Fragmento seleccionado:
********************

Me consta que Sandra ayuda a chavales y chavalas que no se entienden a sí mismos, que necesitan ayuda y no la encuentran. Que requieren de paciencia, investigación y tiempo. Y es precisamente lo que nadie les da. Cada vez son más las criaturas que dicen sentirse atrapadas en cuerpos que odian, en los que no se sienten cómodos. Me pregunto si alguien no ha vivido en algún momento de su vida esa sensación, en mayor o menor medida, de mirarse al espejo y no poder evitar tener que asumir que no todo es como nos gustaría. Pero lo bueno es que con el tiempo ese mal trago se pasa. Porque el cuerpo evoluciona, o porque maduramos y aprendemos a querernos. El problema comienza cuando en ese crítico momento, en pubertad, alguien se asoma a decirte, seguramente a través de la pantalla, que tus males se acaban cuando “cambias de sexo”. Porque el problema, según ellos, está en que tu mente no encaja con el cuerpo. Como si fueran cosas distintas y separables entre sí.
A la ministra le gusta más ir en carroza que asomarse a la realidad médica que necesitan los ciudadanos de este país
Sandra explica siempre aquello de XX y XY, para poner el foco en la biología, para presentarse como un hombre biológico, al que le gustan los hombres desde que era pequeño, y que aunque vista y se exprese pareciendo una mujer (estereotipo de mujer en nuestra sociedad), es un hombre. Rebeka no quería un enfrentamiento. Pero resultaba evidente que este asunto le generaba dolor, y necesitaba asirse a aquello que le reportaba cierta seguridad. En una realidad de experimento, de sobremedicación y de maquillaje. En un contexto donde se esconde negocio y engaño. Durante el debate, Rebeka sufre una crisis, es evidente que anímicamente sufre, y que es constante. Para mí, ver a Rebeka era la evidencia de alguien que quiere entender, que quiere comprender y que necesita ayuda. La que Sandra reclama para todos, para todas y “para todes”. Porque tiene muy claro que aquí hace falta invertir para investigar cada caso individual, cada problema de salud mental existente, cada realidad concreta. Para establecer un buen diagnóstico y, sobre todo, para evitar decisiones con consecuencias desconocidas e irreversibles. Sin embargo, desde las políticas de este ministerio, el de la carroza del orgullo, se considera que plantear la ayuda psicológica y médica de las personas que creen ser transexuales, es un insulto, es una fobia.

********************

Filas mostradas:
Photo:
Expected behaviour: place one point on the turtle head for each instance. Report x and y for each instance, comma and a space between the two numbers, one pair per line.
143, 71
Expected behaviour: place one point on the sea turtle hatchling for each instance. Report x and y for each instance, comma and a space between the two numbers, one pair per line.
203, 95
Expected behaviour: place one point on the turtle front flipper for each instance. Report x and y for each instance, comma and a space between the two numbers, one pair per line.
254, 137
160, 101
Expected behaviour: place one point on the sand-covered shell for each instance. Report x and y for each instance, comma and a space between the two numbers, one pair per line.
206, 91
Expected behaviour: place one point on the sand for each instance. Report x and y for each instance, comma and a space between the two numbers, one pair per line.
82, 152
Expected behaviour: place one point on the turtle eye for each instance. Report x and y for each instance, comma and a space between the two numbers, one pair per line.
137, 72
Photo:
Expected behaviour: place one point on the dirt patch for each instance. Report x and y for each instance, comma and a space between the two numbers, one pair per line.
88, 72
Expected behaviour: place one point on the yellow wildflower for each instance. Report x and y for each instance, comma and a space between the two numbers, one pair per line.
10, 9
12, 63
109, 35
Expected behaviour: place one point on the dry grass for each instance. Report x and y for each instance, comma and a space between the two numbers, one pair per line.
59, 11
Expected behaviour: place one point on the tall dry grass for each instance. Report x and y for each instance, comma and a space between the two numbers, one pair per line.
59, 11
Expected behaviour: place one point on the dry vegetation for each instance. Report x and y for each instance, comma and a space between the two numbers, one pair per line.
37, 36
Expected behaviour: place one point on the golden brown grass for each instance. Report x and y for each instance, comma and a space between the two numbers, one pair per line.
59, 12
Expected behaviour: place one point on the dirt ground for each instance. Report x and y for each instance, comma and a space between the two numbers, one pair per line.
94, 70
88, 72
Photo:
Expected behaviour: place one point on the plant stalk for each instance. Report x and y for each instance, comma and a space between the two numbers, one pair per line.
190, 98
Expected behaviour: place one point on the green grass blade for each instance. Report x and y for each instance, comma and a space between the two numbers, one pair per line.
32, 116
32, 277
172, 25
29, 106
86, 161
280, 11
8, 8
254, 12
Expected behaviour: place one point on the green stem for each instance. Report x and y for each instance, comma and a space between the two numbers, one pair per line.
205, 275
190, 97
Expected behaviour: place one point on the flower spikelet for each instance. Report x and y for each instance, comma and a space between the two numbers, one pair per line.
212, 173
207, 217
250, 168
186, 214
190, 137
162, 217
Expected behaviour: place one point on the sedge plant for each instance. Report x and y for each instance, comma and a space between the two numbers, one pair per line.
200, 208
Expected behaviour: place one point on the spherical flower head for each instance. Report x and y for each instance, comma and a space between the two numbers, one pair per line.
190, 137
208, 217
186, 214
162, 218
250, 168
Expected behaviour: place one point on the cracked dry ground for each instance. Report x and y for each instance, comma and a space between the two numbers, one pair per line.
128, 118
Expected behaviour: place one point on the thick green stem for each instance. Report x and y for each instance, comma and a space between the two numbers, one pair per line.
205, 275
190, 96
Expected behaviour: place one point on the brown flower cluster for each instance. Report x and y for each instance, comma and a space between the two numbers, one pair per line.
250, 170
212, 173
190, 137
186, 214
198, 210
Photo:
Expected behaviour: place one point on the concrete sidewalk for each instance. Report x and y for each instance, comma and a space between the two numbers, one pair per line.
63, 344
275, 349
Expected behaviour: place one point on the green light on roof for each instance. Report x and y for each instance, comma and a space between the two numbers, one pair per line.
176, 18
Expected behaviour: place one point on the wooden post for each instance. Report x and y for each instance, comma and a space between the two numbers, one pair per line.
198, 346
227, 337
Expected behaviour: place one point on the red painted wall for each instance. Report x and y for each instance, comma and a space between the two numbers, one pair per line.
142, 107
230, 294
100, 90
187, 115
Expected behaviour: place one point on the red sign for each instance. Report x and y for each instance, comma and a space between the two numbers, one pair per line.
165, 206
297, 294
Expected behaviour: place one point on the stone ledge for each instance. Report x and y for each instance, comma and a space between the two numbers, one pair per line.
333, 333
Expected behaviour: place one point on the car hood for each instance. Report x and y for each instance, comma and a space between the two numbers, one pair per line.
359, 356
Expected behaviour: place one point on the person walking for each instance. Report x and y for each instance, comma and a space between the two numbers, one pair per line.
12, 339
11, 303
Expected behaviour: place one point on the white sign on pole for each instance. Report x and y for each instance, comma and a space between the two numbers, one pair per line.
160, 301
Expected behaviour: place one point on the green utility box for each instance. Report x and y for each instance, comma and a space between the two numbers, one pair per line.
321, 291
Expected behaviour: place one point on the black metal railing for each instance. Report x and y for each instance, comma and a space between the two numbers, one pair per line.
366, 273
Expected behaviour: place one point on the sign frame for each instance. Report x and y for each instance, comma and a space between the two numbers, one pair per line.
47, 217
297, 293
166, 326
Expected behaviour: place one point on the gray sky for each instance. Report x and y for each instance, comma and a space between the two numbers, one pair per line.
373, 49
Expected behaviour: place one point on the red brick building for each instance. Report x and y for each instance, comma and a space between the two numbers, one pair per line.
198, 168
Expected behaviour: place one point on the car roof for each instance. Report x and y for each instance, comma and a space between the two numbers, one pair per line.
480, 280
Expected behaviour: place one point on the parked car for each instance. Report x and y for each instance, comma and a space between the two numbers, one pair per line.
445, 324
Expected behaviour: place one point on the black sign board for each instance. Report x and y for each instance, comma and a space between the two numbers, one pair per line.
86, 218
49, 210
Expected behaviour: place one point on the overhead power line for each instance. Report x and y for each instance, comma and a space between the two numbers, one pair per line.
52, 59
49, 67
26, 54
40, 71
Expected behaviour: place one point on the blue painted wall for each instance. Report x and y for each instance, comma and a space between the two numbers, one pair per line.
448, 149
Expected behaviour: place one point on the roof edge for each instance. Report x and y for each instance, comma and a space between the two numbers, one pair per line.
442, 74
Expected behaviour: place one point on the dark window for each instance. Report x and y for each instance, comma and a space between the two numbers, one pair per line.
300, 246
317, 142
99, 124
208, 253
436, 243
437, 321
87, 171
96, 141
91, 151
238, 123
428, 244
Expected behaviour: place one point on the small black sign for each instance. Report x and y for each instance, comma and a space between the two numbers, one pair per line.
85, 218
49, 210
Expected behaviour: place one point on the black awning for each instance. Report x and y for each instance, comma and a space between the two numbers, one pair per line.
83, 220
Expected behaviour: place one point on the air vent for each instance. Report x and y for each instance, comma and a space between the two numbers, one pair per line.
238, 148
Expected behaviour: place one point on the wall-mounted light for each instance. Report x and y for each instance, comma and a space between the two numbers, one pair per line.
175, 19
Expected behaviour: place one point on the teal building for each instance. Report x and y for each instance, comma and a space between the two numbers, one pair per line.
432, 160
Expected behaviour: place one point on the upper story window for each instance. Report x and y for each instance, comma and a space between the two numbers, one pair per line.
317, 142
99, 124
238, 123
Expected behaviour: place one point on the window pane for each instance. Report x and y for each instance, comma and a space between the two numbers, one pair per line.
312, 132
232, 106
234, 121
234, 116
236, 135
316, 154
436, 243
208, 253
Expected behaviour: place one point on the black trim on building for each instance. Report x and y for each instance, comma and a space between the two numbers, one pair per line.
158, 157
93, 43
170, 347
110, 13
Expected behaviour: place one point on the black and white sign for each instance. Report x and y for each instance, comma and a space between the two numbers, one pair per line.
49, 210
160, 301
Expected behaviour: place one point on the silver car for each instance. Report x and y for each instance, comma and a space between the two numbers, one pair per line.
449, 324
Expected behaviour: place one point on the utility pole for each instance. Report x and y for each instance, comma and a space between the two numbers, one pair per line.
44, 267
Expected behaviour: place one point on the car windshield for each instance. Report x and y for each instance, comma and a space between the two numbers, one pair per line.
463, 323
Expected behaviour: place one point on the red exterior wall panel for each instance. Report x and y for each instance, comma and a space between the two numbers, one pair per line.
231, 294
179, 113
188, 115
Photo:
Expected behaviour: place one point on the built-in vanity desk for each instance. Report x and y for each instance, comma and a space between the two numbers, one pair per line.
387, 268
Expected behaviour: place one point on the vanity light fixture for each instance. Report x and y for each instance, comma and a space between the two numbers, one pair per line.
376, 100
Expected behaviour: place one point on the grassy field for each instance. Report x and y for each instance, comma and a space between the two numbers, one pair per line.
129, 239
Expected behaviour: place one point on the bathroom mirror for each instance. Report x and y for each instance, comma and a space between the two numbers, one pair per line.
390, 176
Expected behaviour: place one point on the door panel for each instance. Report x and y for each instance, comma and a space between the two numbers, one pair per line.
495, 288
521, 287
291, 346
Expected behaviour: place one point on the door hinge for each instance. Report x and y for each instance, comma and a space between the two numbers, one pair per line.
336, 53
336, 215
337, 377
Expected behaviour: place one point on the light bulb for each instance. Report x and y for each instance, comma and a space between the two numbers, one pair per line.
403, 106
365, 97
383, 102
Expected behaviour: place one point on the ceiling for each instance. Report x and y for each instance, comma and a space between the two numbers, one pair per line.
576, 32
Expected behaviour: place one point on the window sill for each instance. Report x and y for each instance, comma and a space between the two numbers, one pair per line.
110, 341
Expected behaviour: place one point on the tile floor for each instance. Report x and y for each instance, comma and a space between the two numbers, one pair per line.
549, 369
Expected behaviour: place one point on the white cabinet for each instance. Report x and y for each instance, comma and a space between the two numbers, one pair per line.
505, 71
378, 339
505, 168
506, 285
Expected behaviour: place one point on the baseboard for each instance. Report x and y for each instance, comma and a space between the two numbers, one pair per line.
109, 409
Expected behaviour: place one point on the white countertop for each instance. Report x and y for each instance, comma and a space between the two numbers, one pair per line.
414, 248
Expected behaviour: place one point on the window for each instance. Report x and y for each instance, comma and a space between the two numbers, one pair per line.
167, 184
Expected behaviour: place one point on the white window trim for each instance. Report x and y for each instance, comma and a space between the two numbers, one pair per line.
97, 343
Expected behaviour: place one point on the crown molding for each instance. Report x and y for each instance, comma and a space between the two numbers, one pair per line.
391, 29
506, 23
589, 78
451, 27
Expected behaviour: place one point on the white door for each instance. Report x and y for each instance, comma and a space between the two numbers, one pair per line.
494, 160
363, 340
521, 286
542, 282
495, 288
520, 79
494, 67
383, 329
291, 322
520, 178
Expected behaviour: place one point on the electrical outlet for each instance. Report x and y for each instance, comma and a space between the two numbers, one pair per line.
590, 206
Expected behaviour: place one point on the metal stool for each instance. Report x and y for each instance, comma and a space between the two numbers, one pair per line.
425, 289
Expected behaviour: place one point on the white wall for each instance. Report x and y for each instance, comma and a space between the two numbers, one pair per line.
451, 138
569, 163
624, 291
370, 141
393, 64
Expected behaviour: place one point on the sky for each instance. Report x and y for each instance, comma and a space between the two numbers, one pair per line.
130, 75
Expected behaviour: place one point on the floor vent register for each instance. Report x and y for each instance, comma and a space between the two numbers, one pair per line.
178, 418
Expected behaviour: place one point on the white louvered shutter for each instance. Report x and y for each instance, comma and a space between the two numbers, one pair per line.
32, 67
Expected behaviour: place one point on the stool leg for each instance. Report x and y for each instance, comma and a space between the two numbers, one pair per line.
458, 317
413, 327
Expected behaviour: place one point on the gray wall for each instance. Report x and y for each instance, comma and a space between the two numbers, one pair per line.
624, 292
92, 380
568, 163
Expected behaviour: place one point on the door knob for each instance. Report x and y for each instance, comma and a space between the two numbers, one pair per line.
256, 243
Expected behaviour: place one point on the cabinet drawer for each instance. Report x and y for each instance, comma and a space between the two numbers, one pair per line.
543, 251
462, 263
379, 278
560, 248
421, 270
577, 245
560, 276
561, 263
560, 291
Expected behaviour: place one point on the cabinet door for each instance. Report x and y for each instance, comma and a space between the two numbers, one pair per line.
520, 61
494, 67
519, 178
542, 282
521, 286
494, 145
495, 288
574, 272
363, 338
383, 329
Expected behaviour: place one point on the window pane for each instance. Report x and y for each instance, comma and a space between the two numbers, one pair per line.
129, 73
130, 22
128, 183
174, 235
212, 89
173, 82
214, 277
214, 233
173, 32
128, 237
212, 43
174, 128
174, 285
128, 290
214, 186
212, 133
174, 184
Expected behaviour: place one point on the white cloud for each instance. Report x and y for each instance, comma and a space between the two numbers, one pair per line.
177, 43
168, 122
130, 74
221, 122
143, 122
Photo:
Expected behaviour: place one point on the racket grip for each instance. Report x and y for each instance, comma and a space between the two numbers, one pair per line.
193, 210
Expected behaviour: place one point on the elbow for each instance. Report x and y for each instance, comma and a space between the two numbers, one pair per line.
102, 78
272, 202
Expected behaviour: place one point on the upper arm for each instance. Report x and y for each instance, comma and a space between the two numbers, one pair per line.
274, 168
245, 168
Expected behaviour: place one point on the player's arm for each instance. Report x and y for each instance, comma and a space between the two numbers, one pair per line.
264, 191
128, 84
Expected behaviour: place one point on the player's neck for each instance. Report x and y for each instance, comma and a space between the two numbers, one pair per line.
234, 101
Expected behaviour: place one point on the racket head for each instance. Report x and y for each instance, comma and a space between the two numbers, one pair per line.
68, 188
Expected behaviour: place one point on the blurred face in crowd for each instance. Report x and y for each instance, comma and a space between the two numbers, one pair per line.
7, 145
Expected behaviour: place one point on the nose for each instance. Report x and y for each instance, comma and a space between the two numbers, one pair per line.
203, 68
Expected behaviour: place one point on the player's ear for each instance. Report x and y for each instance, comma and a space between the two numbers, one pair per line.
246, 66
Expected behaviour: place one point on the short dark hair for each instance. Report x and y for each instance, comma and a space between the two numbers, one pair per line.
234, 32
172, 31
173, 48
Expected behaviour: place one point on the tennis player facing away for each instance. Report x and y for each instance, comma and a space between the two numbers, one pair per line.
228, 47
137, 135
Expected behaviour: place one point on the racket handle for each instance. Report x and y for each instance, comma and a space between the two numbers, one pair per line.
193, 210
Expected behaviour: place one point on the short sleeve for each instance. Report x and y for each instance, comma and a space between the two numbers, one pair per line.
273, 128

********************

Qué trabajar: Prosigue el fragmento seleccionado sobre Sandra y Rebeka a partir del punto en que termina. Las filas no se usan para esto.

Respuesta:
Así fue como empezó en Reino Unido el problema: cuando la política se metió en las consultas de los médicos. Y cuando estos pensaban que había que derivar a un chaval o a una chavala al psicólogo o al psiquiatra, y temían ser señalados como tránsfobos. La autocensura se impuso y comenzaron a derivar a los mozos y mozas a las cínicas privadas encargadas de todo este asunto. Las listas de espera se multiplicaron y los jóvenes estaban esperando a que alguien les escuchase, les atendiera, y calmase su ansiedad. Se dispararon los casos de suicidios, y todo aquello derivó en una cantidad tremenda de procesos de hormonación y cirugías para quienes, después, siguieron suicidándose y sufriendo una ansiedad en aumento. En Reino Unido han cambiado ya, por ley, por política, las pautas para abordar esta cuestión. Han prohibido las terapias de hormonación en menores y las operaciones quirúrgicas con efectos irreversibles, salvo en casos muy tasados y en los que realmente se determine y certifique la adecuación. Son casos minoritarios. Y la evidencia de una catástrofe. Y Reino Unido no ha sido el único país que ha tomado medidas en este sentido. Los países nórdicos, pioneros desde hace décadas de este tipo de medidas, han tenido también que recular. Para cabreo de las clínicas privadas que estaban, literalmente, forrándose a base de cometer verdaderas atrocidades sobre los cuerpos de los y las jóvenes. En Escocia lo han decidido también esta misma semana.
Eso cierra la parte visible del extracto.